野球小僧

第27回WBSC U18ベースボール・ワールドカップ ブラジル代表

ブラジルでは1500年代からアフリカから奴隷として送り込まれた人を農業労働者としていましたが、内外の批判に対して1888年に奴隷制度を廃止します。それ以降、農業労働者が不足したため、欧州からの移民を受け入れますが、イタリア人移民が奴隷と変わらない環境に反乱をおこし、移民が中止となります。
そのためブラジルは1892年に日本人受け入れを表明しますが、当時は外交関係がなく、1895年に「日伯修好通商航海条約」が結ばれ、1897年にリオ・デ・ジャネイロ州に日本公使館が設け、準備して来ました。しかし、日本はイタリア人移民の事件のことで移民を送り出すことを躊躇し、1897年に初の正式移民として1500人を送り出す予定が、受け入れが中止されたこともあり、日本は移民を許可しなくなりました。
ただし、多くの日本人移民を受け入れていた米国で、日本人移民排斥が激しくなり、1900年に日本は米国への移民も制限します。さらにその後オーストラリアやカナダも日本人移民の受け入れを制限し、日本は新たな移民の受け入れ先として再びブラジルが候補とします。

そして日本の会社がブラジルとの間に「1908年以降に3000人の移民を送り出す」旨の契約を締結し、最終的に781人が第1回の移民となります。

しかし、ブラジルでの高待遇・高賃金を求め移民として海を渡ったものの、その実生活は奴隷と大差ないものだったそうです。居住環境は悪く労働は過酷、賃金も悪く、貯金どころではなく借金が増え、移民計画を「棄民」(日本国に棄てられた民)とも言われていました。

よって、ストライキや夜逃げも多く、最初に移民した4分の1の人数だけが定着したそうです。逃亡した多くの人は自らの農地を取得し、自作農となることを選択し、日本人移民同士で資金を出し合い共同で農地を取得し、「植民地」と呼ばれる集団入植地や農業組合を形成し、多くの日本人移民が自作農として独立し、成功しました。

その後、中断、再開などありましたが、日本は国策としてブラジルへの移民を推奨し、1920年代後半にはブラジルが最大の移民受入国となりました。

データセットの行:
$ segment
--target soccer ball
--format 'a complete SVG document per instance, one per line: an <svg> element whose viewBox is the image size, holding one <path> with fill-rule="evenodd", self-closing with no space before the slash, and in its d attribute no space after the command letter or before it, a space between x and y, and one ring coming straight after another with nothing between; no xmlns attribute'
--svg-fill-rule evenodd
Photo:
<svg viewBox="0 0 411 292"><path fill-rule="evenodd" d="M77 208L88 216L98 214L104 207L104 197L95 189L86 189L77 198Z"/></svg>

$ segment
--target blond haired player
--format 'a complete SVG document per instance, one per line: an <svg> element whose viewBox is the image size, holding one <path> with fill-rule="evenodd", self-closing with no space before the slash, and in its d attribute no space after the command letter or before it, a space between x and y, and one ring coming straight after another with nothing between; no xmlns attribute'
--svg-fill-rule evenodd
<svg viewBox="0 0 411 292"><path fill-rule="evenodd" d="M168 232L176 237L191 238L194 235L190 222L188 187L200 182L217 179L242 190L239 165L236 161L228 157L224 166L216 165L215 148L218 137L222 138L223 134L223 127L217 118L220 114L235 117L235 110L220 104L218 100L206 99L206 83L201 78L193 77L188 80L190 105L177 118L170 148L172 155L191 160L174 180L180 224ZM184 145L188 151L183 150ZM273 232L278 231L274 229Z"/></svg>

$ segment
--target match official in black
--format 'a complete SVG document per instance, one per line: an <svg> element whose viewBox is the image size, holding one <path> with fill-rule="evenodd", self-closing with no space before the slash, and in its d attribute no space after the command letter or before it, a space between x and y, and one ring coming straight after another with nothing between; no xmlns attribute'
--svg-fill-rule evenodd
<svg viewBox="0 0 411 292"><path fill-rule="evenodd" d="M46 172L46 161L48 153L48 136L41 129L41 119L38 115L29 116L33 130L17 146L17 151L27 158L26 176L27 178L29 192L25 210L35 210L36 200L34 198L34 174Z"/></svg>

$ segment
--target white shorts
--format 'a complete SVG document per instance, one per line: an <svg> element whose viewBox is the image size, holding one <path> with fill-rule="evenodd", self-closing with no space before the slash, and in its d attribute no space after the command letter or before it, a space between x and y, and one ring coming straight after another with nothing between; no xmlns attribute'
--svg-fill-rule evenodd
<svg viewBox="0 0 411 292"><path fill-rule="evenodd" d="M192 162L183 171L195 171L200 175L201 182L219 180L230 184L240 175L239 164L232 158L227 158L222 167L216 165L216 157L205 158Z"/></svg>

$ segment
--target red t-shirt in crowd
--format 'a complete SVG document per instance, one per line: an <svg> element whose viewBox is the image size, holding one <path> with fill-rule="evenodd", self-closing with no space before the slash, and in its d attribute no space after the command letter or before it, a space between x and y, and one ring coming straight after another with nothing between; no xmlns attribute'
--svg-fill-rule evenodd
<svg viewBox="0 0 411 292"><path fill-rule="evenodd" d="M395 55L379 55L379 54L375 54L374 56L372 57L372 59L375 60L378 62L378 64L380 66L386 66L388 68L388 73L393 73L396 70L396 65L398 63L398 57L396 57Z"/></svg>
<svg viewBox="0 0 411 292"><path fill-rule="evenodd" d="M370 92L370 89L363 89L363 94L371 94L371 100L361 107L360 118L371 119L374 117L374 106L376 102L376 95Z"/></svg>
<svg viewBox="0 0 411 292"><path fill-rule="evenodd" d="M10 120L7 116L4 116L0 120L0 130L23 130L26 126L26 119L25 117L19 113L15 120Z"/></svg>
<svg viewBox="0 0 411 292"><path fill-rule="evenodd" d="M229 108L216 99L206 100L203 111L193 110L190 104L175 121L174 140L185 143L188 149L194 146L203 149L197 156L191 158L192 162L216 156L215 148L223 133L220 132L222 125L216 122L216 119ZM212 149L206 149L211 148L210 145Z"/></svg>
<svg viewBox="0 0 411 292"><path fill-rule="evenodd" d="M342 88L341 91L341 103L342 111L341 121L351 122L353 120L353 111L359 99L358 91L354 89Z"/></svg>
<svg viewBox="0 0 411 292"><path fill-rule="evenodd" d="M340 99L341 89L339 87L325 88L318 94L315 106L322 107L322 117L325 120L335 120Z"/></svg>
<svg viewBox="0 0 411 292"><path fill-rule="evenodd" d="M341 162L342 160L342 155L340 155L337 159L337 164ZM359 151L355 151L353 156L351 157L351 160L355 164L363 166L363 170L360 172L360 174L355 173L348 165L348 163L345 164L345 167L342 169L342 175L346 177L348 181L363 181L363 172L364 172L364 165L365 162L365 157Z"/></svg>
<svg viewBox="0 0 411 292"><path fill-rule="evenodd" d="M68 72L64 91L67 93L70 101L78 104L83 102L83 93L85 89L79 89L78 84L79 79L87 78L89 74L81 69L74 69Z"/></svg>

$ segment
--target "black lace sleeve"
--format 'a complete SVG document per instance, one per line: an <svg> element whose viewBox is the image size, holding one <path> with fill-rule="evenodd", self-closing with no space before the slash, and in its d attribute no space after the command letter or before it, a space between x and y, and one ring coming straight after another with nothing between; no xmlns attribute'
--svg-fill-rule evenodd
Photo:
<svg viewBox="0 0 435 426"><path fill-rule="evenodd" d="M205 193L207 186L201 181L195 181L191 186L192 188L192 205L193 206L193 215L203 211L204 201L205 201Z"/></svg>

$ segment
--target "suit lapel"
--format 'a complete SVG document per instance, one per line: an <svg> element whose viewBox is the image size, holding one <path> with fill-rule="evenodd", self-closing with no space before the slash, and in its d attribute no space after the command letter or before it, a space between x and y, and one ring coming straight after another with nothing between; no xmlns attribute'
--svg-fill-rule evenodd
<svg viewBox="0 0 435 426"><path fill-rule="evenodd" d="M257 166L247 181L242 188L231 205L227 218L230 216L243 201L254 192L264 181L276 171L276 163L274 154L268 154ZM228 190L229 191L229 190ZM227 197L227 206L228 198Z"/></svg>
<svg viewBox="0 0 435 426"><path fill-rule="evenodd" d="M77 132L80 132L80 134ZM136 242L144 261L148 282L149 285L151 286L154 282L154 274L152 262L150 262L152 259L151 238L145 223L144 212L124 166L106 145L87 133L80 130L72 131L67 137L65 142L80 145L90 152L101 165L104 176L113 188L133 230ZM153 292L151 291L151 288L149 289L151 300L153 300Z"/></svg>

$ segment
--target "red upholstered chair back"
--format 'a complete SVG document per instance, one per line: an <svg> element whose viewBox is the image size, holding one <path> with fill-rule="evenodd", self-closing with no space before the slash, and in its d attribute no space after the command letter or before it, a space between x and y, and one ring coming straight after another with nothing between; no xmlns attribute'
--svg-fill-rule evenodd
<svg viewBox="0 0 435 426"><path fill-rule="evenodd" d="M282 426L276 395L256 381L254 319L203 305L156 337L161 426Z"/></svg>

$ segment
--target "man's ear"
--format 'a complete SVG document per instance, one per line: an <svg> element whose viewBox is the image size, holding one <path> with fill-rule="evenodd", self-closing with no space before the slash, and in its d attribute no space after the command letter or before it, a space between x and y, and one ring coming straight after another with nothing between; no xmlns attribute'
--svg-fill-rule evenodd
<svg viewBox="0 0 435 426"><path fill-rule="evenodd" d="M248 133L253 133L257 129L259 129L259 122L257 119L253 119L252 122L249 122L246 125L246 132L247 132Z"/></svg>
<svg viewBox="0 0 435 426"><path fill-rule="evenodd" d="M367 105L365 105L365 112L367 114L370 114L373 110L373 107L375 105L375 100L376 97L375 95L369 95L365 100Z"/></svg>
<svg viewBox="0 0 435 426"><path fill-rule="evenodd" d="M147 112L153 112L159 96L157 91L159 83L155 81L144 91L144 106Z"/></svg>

作業内容: ブラジルへの日本人移民を扱った本文から、「ブラジルでは1500年代から」で始まり「人が第1回の移民となります。」まで続く部分を一字一句変えずに書き写してください。

記述回答:
ブラジルでは1500年代からアフリカから奴隷として送り込まれた人を農業労働者としていましたが、内外の批判に対して1888年に奴隷制度を廃止します。それ以降、農業労働者が不足したため、欧州からの移民を受け入れますが、イタリア人移民が奴隷と変わらない環境に反乱をおこし、移民が中止となります。
そのためブラジルは1892年に日本人受け入れを表明しますが、当時は外交関係がなく、1895年に「日伯修好通商航海条約」が結ばれ、1897年にリオ・デ・ジャネイロ州に日本公使館が設け、準備して来ました。しかし、日本はイタリア人移民の事件のことで移民を送り出すことを躊躇し、1897年に初の正式移民として1500人を送り出す予定が、受け入れが中止されたこともあり、日本は移民を許可しなくなりました。
ただし、多くの日本人移民を受け入れていた米国で、日本人移民排斥が激しくなり、1900年に日本は米国への移民も制限します。さらにその後オーストラリアやカナダも日本人移民の受け入れを制限し、日本は新たな移民の受け入れ先として再びブラジルが候補とします。

そして日本の会社がブラジルとの間に「1908年以降に3000人の移民を送り出す」旨の契約を締結し、最終的に781人が第1回の移民となります。